### Task objective
Below are some records; reproduce them exactly.

### Source material
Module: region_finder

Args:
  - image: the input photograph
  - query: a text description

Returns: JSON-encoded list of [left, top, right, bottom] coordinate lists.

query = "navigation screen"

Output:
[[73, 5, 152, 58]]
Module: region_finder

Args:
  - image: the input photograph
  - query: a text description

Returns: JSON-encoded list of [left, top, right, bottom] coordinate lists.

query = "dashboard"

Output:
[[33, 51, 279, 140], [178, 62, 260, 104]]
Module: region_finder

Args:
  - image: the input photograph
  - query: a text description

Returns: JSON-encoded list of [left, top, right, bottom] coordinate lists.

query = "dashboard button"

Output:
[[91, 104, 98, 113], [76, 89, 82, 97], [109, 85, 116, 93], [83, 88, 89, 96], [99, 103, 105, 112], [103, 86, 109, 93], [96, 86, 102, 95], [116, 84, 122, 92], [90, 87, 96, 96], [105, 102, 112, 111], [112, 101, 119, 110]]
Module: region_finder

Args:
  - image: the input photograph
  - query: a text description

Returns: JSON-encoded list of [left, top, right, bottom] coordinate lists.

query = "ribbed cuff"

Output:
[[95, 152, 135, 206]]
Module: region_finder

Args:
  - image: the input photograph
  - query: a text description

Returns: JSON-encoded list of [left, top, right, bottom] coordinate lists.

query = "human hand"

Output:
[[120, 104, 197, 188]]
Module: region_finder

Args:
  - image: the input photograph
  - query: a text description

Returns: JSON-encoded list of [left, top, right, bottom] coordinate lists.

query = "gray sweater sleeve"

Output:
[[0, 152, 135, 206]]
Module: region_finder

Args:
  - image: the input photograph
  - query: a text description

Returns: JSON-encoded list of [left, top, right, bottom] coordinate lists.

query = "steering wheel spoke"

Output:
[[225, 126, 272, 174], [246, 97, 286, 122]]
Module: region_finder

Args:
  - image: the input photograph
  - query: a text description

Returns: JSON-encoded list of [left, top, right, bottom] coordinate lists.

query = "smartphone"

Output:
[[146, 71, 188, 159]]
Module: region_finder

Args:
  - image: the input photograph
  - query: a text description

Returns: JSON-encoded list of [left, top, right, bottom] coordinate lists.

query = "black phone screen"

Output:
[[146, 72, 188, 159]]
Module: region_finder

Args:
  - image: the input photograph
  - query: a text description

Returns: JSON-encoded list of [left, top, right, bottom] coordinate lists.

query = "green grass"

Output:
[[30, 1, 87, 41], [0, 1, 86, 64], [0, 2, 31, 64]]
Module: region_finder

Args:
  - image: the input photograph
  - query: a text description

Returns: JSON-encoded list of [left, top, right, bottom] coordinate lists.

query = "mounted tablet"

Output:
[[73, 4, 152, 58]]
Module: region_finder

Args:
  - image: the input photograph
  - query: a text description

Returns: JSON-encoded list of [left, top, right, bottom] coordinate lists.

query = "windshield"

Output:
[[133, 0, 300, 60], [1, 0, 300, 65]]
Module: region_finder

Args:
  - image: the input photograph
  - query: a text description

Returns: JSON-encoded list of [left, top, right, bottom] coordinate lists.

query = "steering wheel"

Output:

### Answer section
Module: region_finder

Args:
  - image: the input photograph
  - query: a text description

Returns: JSON-encoded list of [left, top, right, bottom] coordinate lists.

query = "navigation screen"

Output:
[[73, 5, 152, 58]]
Module: region_finder

Args:
  - image: the input photograph
  - query: a text description

Returns: JSON-encoded list of [left, top, right, bottom] coordinate lists.

query = "dashboard"

Output:
[[33, 51, 279, 140], [178, 62, 260, 104]]
Module: region_finder

Args:
  - image: the input photograph
  - query: a text description

Returns: JSON-encoded list of [left, top, right, bottom] coordinate lists.

query = "dashboard button"

Output:
[[91, 104, 98, 113], [76, 89, 82, 97], [109, 85, 116, 93], [83, 88, 89, 96], [99, 103, 105, 112], [103, 86, 109, 93], [96, 86, 102, 95], [116, 84, 122, 92], [90, 87, 96, 96], [105, 102, 112, 111], [112, 101, 119, 110]]
Module: region_finder

Args:
  - image: the input photograph
  - query: a text description

Returns: JSON-encoded list of [left, top, right, bottom] coordinate lists.

query = "ribbed cuff"

Output:
[[95, 152, 135, 206]]
Module: region_finder

Args:
  - image: the input photograph
  - query: a text description

Returns: JSON-encoded list of [left, top, right, bottom] coordinate lists.

query = "human hand"

Output:
[[120, 104, 197, 188]]
Module: region_finder

Args:
  - image: the input photograph
  - query: a text description

Returns: JSON-encoded list of [left, top, right, bottom] coordinate lists.

query = "gray sweater sleeve"

Output:
[[0, 152, 135, 206]]
Module: region_finder

Args:
  - image: the input photograph
  - query: a text description

Returns: JSON-encoded list of [left, top, right, bottom] coordinate lists.

query = "steering wheel spoke"

Output:
[[225, 126, 272, 174], [246, 97, 286, 122]]
Module: region_finder

Args:
  - image: the input photograph
  - query: a text description

Returns: JSON-encoded list of [left, top, right, bottom] coordinate lists.

query = "smartphone"

Output:
[[146, 71, 188, 159]]
Module: region_finder

Args:
  - image: the input photograph
  - query: a text description

Returns: JSON-encoded list of [left, top, right, bottom] coordinate lists.

query = "black phone screen"

Output:
[[146, 72, 188, 159]]
Module: region_finder

Args:
  - image: the input photograph
  - query: a text description

Returns: JSON-encoded list of [left, top, right, bottom] coordinate lists.

query = "green grass"

Output:
[[30, 1, 87, 41], [0, 1, 86, 64], [0, 2, 31, 64]]
Module: region_finder

Args:
  - image: the input photograph
  - query: a text description

Returns: JSON-encoded list of [left, top, right, bottom] coordinate lists.

query = "mounted tablet"

Output:
[[73, 4, 152, 58]]
Module: region_finder

Args:
  - image: the input photograph
  - query: a text description

Returns: JSON-encoded list of [left, top, right, bottom] coordinate lists.

query = "windshield"

Output:
[[133, 0, 300, 60], [1, 0, 300, 65]]
Module: region_finder

Args:
  - image: the input photograph
  - query: a text description

Returns: JSON-encoded list of [left, top, right, bottom] coordinate lists.

query = "steering wheel"

Output:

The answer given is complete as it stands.